# What this task involves:
Copy the Polaris 850 stereo thread from "shadetreepowerssports.com several kinds" to "let me know.", putting "Triumph" wherever "Harley" appears.

# Reading text:
══════
# Polaris 850 stereo



## troutkiller (Mar 23, 2005)

Im thinking about mounting my speakers flush on the front cargo box. Does anyone have any suggestions? Also, I just ordered a hot seat exhaust. Any thoughts? Thanks


----------



## dabossgonzo (Mar 5, 2010)

*pics*

Post up sonme pics once teh speakers are mounted I would like to see the set up.
My Honda recon has the HMF exhaust and it is way to loud for me (old man lol), I ordered the quiet core for it but haven't installed it yet but sure hope it works.


----------



## calphil (Jan 17, 2011)

call PATV they can get you fixed up on anything you need and want...they are in Bridge City TX


----------



## troutkiller (Mar 23, 2005)

PATV does not have what I'm looking for. I don't want a tube system. I want to flush mount the speakers so I don't lose the use of my headlight & I want it to look clean. I'll post some pics when I'm done. I just bought this 4 wheeler last week so I'm in Hop-Up mode.  I'm also looking for a good place to ride close to Houston. Any advice?


----------



## waterspout (May 21, 2004)

shadetreepowerssports.com several kinds for decent price. if you want a kick A system PM me.


----------



## Hotrod (Oct 11, 2006)

My Hotseat on my 850 sounds like a Harley lol. I get compliments on it all the time

There is a guy in Crosby that does stereos, name is Cody. Louder Than Her. If you want his number let me know.


----------



## N5fwb (Aug 1, 2012)

Check out downsouthoffroad.com for a place to ride. They have 750 acres to ride on and it's located in Crosby


----------



## Stspower (Apr 6, 2012)

Any luck?


----------
══════
# Dataset content:
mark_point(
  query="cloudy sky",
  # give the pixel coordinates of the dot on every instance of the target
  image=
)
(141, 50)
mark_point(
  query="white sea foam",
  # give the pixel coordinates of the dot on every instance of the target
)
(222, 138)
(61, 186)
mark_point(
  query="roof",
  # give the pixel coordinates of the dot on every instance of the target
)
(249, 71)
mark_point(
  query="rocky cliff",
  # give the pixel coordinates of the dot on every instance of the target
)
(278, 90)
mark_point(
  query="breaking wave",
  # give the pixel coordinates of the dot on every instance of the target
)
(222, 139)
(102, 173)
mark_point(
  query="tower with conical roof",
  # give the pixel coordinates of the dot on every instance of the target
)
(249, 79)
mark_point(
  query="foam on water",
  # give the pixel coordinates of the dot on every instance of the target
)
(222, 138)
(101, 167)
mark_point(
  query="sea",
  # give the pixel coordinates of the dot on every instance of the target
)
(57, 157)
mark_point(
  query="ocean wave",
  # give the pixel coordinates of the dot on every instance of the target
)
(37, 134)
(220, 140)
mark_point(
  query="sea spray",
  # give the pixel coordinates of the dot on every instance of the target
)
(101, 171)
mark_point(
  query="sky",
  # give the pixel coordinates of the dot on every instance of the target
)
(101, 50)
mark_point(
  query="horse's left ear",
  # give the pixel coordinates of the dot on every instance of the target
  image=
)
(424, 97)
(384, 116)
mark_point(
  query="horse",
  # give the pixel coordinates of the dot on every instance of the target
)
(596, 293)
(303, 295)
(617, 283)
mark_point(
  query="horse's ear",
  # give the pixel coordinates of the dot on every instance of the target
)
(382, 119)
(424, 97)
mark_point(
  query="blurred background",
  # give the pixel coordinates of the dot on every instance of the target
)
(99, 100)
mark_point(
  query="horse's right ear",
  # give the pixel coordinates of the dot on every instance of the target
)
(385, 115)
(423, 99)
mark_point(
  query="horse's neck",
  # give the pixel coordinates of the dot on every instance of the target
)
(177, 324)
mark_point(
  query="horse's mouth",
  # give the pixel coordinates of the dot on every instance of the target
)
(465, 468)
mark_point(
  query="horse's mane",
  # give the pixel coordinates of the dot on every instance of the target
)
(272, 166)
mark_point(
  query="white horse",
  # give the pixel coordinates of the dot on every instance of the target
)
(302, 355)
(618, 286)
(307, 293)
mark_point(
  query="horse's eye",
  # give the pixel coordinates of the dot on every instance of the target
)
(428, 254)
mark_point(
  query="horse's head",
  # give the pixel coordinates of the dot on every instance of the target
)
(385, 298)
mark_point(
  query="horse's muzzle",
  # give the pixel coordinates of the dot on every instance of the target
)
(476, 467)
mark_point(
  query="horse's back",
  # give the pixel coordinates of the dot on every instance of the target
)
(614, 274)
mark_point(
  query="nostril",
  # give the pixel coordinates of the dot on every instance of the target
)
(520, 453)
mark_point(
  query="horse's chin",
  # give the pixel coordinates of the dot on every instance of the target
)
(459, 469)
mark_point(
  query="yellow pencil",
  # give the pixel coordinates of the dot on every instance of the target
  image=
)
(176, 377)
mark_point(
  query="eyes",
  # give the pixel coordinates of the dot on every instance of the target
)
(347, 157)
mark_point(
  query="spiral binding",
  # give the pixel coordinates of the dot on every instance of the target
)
══════
# Solution below:
shadetreepowerssports.com several kinds for decent price. if you want a kick A system PM me.


----------



## Hotrod (Oct 11, 2006)

My Hotseat on my 850 sounds like a Triumph lol. I get compliments on it all the time

There is a guy in Crosby that does stereos, name is Cody. Louder Than Her. If you want his number let me know.